# Source excerpt start

Even the flagship designed by Christian Grande lives up to expectations: performant and safe hull, comfortable yet refined superstructure and interiors. All without giving up the style
by Niccolò Volpati
THE WAVES ARE OF THE SORT THAT YOU CAN’T REALLY AVOID. They are nearly a metre high and have been created by the Southwest wind of the previous days. And there is traffic to complicate things. In the Gulf of Cannes, especially when there are events or trade shows, there really are a lot of boats of all sizes that are sailing or manoeuvring.
This means that the Southwest wind adds to bow waves from mega and giga yachts. We are on board the flagship of the yard. It measures nearly eleven and a half metres overall. Just the length to suffer waves nearly a metre high coming side on. They are ideal conditions to test the new 370 GT because when the sea is as flat as a pancake, even beach “paddleboats” move well.
We move away from the coast and from the entrance to Cannes harbour, and open up the throttle. It is electronic, and there is very little delay. Just as planned. The two MerCruiser engines, developing an outlet mechanical power of 272 kW (370 hp) each, are considerable. The sterndrives give a lot of thrust, and the acceleration is better than just good, given that we only need seven seconds to start planing. We keep increasing the revs and the boat continues to perform exceptionally. Up to an engine rotational speed of 3500/min we continue to take the waves badly, in the sense that we don’t worry about them. On the bow, the stern or the beam. We make headway regardless, the V-shaped bow and the angle of the stern do their work.

# Source excerpt end
# Entries provided start

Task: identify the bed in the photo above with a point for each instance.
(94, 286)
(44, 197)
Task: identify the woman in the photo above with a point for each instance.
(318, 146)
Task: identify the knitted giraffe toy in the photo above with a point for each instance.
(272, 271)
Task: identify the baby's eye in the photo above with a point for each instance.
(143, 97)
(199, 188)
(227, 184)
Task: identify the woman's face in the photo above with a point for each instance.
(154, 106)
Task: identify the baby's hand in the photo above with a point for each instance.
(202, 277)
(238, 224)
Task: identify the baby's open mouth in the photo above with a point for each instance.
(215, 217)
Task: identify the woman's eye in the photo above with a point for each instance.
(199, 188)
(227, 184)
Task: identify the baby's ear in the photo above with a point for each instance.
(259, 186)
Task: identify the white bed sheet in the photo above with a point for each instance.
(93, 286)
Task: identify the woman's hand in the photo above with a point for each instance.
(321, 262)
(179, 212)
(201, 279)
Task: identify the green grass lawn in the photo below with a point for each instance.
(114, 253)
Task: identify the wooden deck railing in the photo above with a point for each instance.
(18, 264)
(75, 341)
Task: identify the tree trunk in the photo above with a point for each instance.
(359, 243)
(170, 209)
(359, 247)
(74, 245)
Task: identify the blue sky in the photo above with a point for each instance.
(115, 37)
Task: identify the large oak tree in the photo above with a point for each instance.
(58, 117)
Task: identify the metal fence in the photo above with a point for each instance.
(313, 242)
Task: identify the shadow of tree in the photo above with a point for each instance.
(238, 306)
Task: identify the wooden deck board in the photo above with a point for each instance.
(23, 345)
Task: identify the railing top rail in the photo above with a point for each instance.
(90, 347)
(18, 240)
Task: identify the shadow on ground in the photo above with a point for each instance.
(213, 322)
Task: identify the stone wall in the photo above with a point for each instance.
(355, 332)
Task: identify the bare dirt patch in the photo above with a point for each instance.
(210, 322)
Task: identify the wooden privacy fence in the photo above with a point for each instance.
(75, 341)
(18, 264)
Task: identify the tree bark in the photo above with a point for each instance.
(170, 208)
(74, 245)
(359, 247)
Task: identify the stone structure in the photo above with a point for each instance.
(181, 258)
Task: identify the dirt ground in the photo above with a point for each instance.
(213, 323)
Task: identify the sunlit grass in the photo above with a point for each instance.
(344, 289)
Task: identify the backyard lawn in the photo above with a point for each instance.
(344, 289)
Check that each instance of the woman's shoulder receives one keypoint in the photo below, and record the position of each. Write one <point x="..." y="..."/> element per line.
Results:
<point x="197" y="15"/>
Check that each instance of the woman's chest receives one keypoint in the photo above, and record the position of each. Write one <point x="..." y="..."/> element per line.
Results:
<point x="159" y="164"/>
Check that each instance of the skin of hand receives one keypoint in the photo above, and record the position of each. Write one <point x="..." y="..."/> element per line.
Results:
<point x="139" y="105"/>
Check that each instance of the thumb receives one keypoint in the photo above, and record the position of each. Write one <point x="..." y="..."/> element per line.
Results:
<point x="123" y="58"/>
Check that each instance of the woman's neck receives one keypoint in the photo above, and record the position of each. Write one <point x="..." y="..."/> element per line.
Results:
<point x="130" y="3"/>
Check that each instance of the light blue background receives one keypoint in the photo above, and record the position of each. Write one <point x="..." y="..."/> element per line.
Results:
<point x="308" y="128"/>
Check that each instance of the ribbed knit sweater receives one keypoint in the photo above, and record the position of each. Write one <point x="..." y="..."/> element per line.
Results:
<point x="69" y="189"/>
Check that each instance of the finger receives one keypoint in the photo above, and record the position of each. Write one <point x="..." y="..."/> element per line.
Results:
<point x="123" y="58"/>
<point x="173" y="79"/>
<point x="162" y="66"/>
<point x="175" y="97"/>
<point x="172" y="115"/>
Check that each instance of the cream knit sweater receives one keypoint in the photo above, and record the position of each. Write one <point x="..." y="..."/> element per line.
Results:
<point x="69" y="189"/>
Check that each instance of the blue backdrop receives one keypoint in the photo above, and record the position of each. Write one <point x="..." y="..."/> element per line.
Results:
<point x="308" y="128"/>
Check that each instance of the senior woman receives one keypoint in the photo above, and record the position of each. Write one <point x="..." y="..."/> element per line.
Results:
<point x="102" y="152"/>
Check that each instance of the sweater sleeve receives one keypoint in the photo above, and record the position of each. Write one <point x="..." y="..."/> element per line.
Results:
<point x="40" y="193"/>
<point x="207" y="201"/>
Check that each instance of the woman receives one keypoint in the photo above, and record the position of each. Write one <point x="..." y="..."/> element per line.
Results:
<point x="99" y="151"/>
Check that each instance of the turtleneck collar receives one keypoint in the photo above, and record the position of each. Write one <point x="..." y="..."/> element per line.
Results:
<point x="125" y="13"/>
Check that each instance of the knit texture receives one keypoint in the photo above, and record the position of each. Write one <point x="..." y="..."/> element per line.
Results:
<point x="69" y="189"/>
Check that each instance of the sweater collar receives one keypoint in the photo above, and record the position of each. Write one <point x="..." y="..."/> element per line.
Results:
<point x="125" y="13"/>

# Entries provided end

◆ Exercise task 1: In the 370 GT test report, how many seconds does the boat need to start planing?
◆ Exercise task 2: Pick up the 370 GT test report after its last sentence and keep writing it in the same voice.

◆ Task response 1: Seven seconds.

◆ Task response 2:
The boat doesn’t suffer, and – most of all – not all of the impacts are hard blows. There is never any lack of water under the hull. You feel completely safe, and the feeling is one of not losing control. Which is not a small thing, given that we are travelling at around thirty knots and the waves, as we mentioned, are ones that would give problems to a lot of boats of this size. To unleash all the power of the engines, we have to go into the hollow of the wave. We go a little bit further away from the coast, to get a run up. We open the throttle right up and get to at engine rotational speed of 4000/min and then 4100/min. The GPS shows first 40 and then 42.6 knots. That’s a lot.
It is a decidedly sporty performance. Whoever is at the helm has a wide range, because the minimum speed for planing is around fifteen knots. And fuel consumption ranges from 65 l/h overall to 158. In a straight line, everything is really very good indeed. We were a little bit less impressed by the steering. It is incredibly manoeuvrable, and perhaps a bit too much.
That is not the fault of the boat, or even of MerCruiser. You just have to find the right balance. Personally I prefer a slightly less soft wheel, but one that gives me a feeling of confidence when turning. Invictus 370 GT is indeed a sports boat by any standards, one that can produce exhilarating performance. Better to work your biceps and have steering that quickly adjusts to changes in direction without excesses aimed at obtaining exaggerated comfort.
The interiors and deck are by Christian Grande. His style is easily recognisable and very much appreciated. The finishings and material used in the Invictus 370 GT are excellent. I personally liked the juxtaposition of wood, fabric and steel. The bimini top can be folded away, or it can be of a larger type that covers the whole cockpit using detachable carbon fibre poles. There is over two metres’ headroom going below, and above the bunks there is a bit of room because the “ceiling” is 80 centimetres away.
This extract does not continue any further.